Start of PASSAGE

# Just ordered Bride of Power Pack from Monster Guts for Cauldron Creep build



## thegreatob (Oct 19, 2009)

I plan on making the Cauldron Creep this year with instructions from Devil's Chariot's website. Once I get the power pack in I will start to craft the PVC frame and then once that is sized up it will be bone purchasing time. Very excited to work on this project.


----------



## thegreatob (Oct 19, 2009)

And I just picked up the PVC piping and joints. Should I just use black spray paint to mask it or is there another type of paint I should use?


----------



## Horror Roots Productions (Jul 8, 2012)

Ill be watching this one as im thinking of building one myself for my kamehameha/apocalypto haunt this year...


----------



## Devils Chariot (May 23, 2007)

I used black spray paint on mine. Seems to work.

Also like the bride of power pack, totally happy with it.


----------



## thegreatob (Oct 19, 2009)

PVC frame is constructed, time to spray paint


----------



## Pumpkin5 (Aug 8, 2010)

:jol:Okay...you got me to bite, GreatOB!...I just ordered the same kit from Monsterguts..looks like the Cauldron Creep that I have been wanting for the last 3 years is going to come to life this year after all. Thanks for the push....can't wait to see how your's turns out.


----------



## thegreatob (Oct 19, 2009)

*Pic*

Here is the frame. I don't think I'm going to glue it because I like the idea of being able to fold it up and put it out of the way. I may have to use some piping under his arse to keep him from folding, especially when I start to add weight to it.


----------



## Pumpkin5 (Aug 8, 2010)

End of PASSAGE
Start of ENTRIES PROVIDED

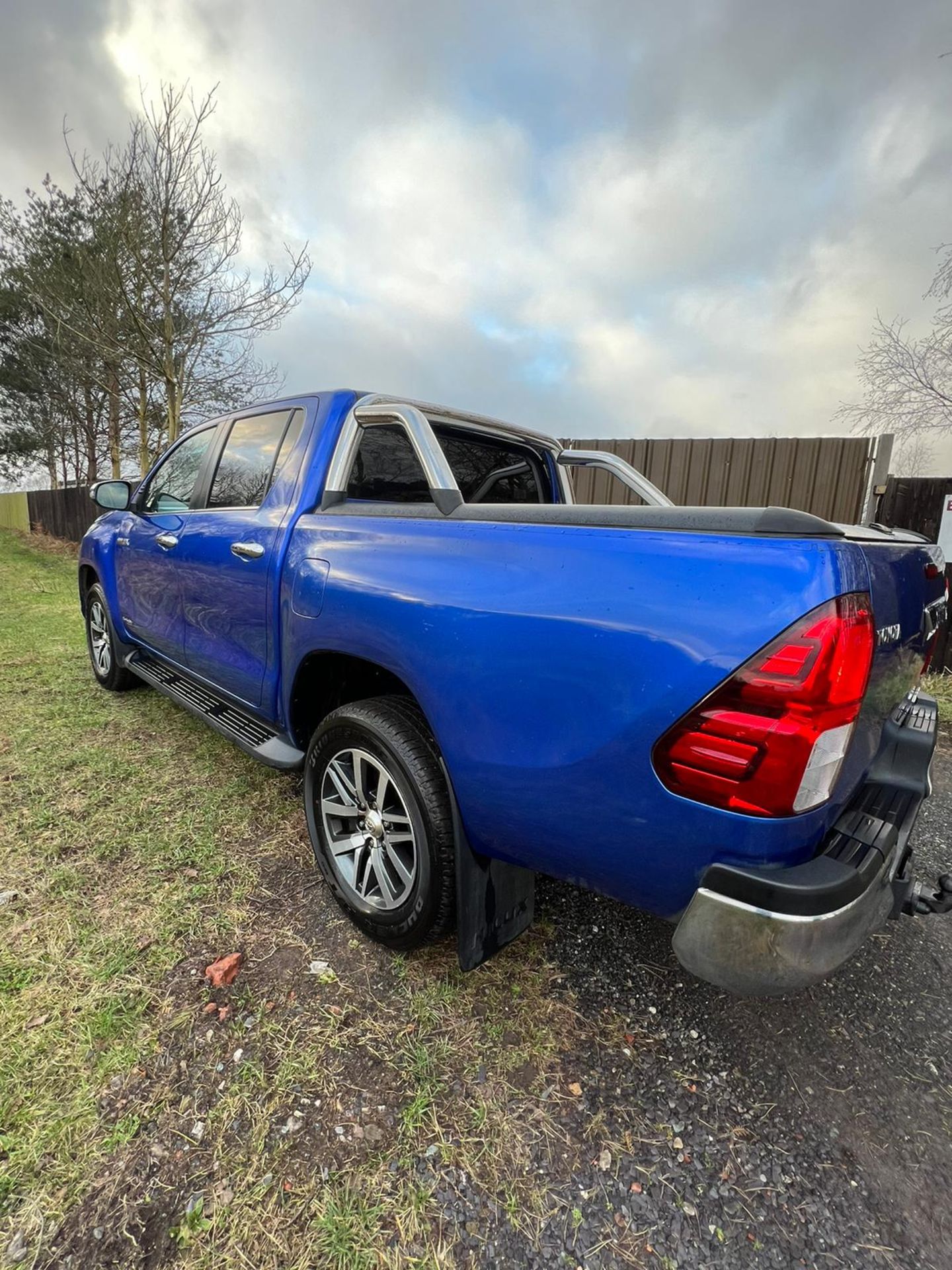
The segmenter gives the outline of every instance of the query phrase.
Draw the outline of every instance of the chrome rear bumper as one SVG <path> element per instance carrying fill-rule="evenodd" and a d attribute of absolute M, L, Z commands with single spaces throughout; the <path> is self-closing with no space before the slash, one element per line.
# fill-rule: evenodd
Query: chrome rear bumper
<path fill-rule="evenodd" d="M 896 710 L 866 784 L 812 860 L 708 867 L 674 932 L 682 965 L 729 992 L 781 996 L 830 974 L 897 916 L 937 725 L 933 697 Z"/>

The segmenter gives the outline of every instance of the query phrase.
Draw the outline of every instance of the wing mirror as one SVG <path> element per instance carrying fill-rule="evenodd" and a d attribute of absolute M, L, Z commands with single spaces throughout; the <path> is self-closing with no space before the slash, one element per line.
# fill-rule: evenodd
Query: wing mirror
<path fill-rule="evenodd" d="M 100 480 L 93 485 L 89 497 L 107 512 L 124 512 L 132 498 L 132 486 L 127 480 Z"/>

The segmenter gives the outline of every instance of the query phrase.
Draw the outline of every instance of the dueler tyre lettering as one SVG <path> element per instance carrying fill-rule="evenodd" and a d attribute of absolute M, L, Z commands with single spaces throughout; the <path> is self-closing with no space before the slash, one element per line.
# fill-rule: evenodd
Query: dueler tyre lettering
<path fill-rule="evenodd" d="M 451 927 L 449 796 L 413 701 L 373 697 L 327 715 L 307 752 L 305 810 L 317 864 L 362 931 L 411 949 Z"/>

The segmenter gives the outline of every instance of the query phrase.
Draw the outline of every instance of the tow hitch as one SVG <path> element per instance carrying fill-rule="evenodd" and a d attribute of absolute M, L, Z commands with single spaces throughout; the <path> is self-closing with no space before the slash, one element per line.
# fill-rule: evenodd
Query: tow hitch
<path fill-rule="evenodd" d="M 938 883 L 896 879 L 905 892 L 902 913 L 910 917 L 925 917 L 928 913 L 948 913 L 952 909 L 952 874 L 941 874 Z M 894 883 L 894 885 L 896 885 Z M 933 889 L 933 888 L 938 889 Z"/>

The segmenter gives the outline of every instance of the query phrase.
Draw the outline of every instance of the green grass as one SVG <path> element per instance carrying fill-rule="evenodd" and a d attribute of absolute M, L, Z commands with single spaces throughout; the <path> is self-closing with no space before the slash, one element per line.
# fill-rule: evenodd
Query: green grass
<path fill-rule="evenodd" d="M 145 1204 L 165 1214 L 150 1265 L 448 1267 L 414 1167 L 432 1147 L 532 1233 L 528 1139 L 564 1149 L 532 1090 L 578 1033 L 545 933 L 471 975 L 451 942 L 358 937 L 302 869 L 293 777 L 159 693 L 95 685 L 75 575 L 67 550 L 0 532 L 0 1248 L 24 1231 L 43 1264 L 61 1223 L 123 1231 Z M 202 969 L 235 949 L 221 1021 Z M 335 1139 L 353 1087 L 388 1109 L 373 1143 Z M 302 1105 L 312 1139 L 281 1132 Z M 121 1255 L 141 1264 L 131 1240 Z"/>
<path fill-rule="evenodd" d="M 234 928 L 248 843 L 292 809 L 162 697 L 93 682 L 75 573 L 3 535 L 0 889 L 18 898 L 0 909 L 0 1218 L 22 1222 L 62 1214 L 135 1134 L 102 1121 L 103 1087 L 157 1044 L 162 973 Z"/>

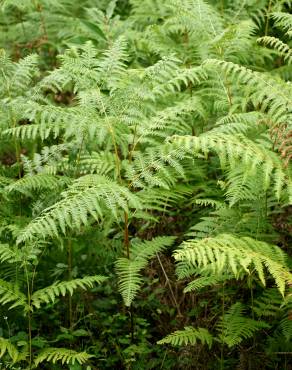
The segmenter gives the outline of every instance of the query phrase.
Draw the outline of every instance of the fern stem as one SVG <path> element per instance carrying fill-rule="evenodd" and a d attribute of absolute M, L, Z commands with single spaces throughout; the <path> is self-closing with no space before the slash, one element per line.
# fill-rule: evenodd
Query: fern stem
<path fill-rule="evenodd" d="M 265 36 L 267 36 L 268 35 L 268 32 L 269 32 L 271 7 L 272 7 L 272 0 L 269 1 L 269 5 L 268 5 L 268 9 L 267 9 L 267 18 L 266 18 L 266 25 L 265 25 Z"/>
<path fill-rule="evenodd" d="M 68 280 L 72 280 L 72 240 L 68 239 L 67 244 L 67 261 L 68 261 Z M 72 311 L 72 296 L 68 294 L 68 313 L 69 313 L 69 327 L 73 326 L 73 311 Z"/>
<path fill-rule="evenodd" d="M 162 264 L 162 262 L 161 262 L 161 259 L 160 259 L 160 257 L 159 257 L 159 254 L 158 254 L 158 253 L 156 253 L 156 256 L 157 256 L 157 259 L 158 259 L 159 265 L 160 265 L 160 267 L 161 267 L 161 270 L 162 270 L 162 272 L 163 272 L 163 275 L 164 275 L 164 277 L 165 277 L 166 284 L 167 284 L 167 285 L 168 285 L 168 287 L 169 287 L 169 291 L 170 291 L 171 297 L 172 297 L 172 299 L 173 299 L 174 305 L 175 305 L 175 307 L 176 307 L 177 314 L 178 314 L 178 316 L 179 316 L 179 317 L 183 317 L 183 315 L 182 315 L 182 313 L 181 313 L 181 311 L 180 311 L 180 308 L 179 308 L 179 304 L 178 304 L 178 302 L 177 302 L 177 300 L 176 300 L 176 298 L 175 298 L 175 294 L 174 294 L 174 292 L 173 292 L 172 286 L 171 286 L 171 284 L 170 284 L 169 277 L 168 277 L 168 275 L 167 275 L 167 273 L 166 273 L 166 271 L 165 271 L 165 268 L 164 268 L 164 266 L 163 266 L 163 264 Z"/>
<path fill-rule="evenodd" d="M 127 258 L 130 258 L 130 242 L 129 242 L 129 215 L 128 212 L 124 213 L 124 245 L 126 249 Z"/>
<path fill-rule="evenodd" d="M 129 215 L 128 212 L 124 213 L 124 245 L 126 248 L 127 258 L 130 259 L 130 241 L 129 241 Z M 134 343 L 134 312 L 133 312 L 133 305 L 131 304 L 129 307 L 129 315 L 130 315 L 130 335 L 131 341 Z"/>
<path fill-rule="evenodd" d="M 222 284 L 222 321 L 225 316 L 225 282 Z M 221 357 L 220 357 L 220 369 L 224 370 L 224 325 L 222 325 L 222 343 L 221 343 Z"/>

End of ENTRIES PROVIDED

STATED TASK -> In the Cauldron Creep thread, what kind of paint does Devils Chariot say was used on the PVC of their own build? The listing isn't needed for any of this work.

SOLUTION FOR THIS PROBLEM -> Black spray paint.